_Problem to work on_
Copy the lines below exactly, only the stretch from the line containing "Wildlife-survey input: mark every instance of the white" through the line containing "point(55, 15)", both ends included.

_Supplied material_
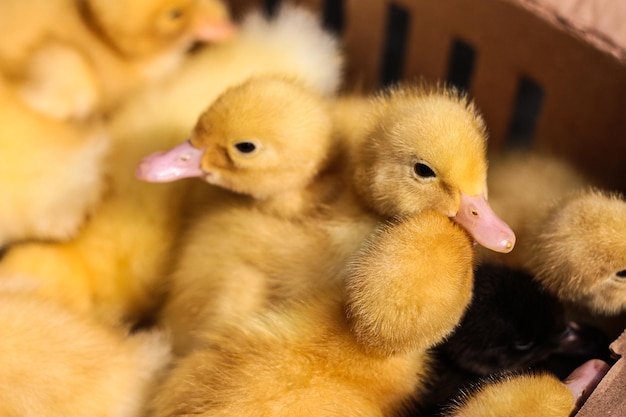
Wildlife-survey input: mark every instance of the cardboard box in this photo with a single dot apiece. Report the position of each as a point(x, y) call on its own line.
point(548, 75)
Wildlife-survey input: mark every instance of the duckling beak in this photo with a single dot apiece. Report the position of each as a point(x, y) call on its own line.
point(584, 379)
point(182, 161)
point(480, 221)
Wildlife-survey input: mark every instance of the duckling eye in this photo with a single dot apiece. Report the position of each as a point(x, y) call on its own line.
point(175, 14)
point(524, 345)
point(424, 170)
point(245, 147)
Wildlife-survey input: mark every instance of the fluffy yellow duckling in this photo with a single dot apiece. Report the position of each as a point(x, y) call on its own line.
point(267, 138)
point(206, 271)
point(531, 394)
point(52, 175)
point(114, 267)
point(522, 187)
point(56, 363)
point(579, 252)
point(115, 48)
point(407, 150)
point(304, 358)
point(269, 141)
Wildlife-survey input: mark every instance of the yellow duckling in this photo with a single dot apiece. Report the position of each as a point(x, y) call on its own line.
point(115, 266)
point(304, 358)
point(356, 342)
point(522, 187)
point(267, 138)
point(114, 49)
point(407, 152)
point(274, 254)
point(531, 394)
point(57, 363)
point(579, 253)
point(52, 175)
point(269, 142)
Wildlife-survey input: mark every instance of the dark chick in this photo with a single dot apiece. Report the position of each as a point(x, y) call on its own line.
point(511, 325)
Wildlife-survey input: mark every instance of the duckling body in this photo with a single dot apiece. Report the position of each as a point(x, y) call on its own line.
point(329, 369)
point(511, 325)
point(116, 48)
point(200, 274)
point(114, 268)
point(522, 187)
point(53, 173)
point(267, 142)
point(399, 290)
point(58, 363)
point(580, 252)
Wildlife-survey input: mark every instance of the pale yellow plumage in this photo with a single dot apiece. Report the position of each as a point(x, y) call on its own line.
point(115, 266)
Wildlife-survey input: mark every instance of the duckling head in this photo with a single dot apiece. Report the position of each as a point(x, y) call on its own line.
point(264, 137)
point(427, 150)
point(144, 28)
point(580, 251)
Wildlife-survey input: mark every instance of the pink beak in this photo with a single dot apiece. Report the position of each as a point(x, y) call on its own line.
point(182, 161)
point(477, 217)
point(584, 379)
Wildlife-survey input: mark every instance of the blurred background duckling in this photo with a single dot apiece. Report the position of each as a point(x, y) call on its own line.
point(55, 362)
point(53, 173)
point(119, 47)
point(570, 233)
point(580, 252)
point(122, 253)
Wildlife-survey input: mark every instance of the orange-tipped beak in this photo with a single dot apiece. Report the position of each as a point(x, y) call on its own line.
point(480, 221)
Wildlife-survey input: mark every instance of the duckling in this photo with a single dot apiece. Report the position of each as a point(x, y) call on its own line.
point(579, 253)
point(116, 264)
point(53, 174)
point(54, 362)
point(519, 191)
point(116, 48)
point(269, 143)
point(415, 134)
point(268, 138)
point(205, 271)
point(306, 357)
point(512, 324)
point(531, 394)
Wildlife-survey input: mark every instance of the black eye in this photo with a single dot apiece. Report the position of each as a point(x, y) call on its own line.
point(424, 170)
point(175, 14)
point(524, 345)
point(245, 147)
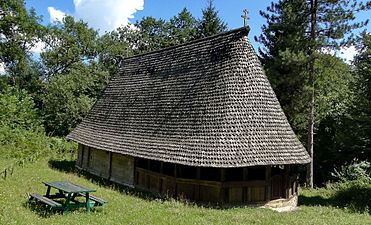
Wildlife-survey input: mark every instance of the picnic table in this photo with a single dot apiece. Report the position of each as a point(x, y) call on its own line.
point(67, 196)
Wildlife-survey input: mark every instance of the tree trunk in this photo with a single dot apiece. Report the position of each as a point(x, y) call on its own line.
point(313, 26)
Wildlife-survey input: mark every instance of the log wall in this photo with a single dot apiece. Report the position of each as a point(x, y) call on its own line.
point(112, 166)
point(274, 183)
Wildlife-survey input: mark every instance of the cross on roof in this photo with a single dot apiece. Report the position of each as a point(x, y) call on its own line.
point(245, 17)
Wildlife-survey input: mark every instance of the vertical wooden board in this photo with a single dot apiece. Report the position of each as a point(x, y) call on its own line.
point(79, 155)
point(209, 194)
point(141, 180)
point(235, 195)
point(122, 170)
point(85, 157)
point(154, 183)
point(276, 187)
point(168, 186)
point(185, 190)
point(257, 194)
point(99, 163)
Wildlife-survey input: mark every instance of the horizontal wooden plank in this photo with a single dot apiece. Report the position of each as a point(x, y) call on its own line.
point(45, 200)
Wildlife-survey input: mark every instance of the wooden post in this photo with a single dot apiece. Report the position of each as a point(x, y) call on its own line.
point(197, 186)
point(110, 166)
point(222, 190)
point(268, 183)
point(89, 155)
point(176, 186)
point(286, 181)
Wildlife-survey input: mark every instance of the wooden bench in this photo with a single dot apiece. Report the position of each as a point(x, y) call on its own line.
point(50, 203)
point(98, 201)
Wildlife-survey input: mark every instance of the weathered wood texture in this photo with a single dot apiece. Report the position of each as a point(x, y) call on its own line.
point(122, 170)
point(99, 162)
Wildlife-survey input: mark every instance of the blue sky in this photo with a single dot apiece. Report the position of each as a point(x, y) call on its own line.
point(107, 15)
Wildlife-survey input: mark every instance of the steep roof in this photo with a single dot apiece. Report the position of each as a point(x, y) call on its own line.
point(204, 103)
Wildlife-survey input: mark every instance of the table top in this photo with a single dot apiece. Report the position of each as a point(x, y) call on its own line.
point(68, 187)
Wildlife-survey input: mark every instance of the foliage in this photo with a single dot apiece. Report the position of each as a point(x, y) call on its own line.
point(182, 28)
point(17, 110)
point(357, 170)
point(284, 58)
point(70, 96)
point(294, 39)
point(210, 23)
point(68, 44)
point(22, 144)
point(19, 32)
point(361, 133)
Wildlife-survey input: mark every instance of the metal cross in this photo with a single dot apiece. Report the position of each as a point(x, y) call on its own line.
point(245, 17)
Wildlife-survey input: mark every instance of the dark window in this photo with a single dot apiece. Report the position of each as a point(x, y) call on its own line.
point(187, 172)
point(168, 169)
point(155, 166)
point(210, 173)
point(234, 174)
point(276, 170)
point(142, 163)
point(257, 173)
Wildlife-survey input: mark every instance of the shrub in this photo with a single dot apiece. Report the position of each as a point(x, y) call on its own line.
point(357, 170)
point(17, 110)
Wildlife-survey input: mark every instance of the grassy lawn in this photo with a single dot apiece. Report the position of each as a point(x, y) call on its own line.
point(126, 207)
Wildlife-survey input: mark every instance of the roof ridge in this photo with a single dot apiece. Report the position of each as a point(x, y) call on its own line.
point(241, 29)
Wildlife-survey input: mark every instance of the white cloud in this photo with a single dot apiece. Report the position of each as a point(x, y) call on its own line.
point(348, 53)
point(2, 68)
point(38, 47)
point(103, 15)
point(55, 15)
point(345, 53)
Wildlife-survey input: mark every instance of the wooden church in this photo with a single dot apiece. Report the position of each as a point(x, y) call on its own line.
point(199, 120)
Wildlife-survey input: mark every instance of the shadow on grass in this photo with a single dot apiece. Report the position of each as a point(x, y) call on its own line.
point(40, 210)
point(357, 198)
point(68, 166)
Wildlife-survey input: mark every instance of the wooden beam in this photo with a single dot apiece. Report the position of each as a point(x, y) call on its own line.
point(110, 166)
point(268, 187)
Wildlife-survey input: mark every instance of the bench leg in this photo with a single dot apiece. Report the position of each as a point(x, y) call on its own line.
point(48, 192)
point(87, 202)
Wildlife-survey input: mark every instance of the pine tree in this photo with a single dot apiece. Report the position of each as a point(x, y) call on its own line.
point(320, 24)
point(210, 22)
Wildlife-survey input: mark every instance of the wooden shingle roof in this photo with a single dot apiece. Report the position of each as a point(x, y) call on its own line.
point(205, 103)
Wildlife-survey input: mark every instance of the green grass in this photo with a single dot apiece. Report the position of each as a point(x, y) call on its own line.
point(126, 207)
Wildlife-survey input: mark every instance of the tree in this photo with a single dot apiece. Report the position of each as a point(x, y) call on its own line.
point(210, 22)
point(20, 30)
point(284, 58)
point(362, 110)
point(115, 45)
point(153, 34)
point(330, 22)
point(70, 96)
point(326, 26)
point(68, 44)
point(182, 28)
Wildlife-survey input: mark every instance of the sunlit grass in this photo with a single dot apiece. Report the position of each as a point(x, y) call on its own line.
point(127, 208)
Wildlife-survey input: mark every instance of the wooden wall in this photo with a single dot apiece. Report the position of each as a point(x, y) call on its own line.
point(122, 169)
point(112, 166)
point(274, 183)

_Completed exercise_
Wildlife-survey input: mark every instance of the white cloud in this photo with a single dot apiece. Report the position of each as a point(x, y) call on its own line.
point(348, 53)
point(2, 68)
point(38, 47)
point(103, 15)
point(55, 15)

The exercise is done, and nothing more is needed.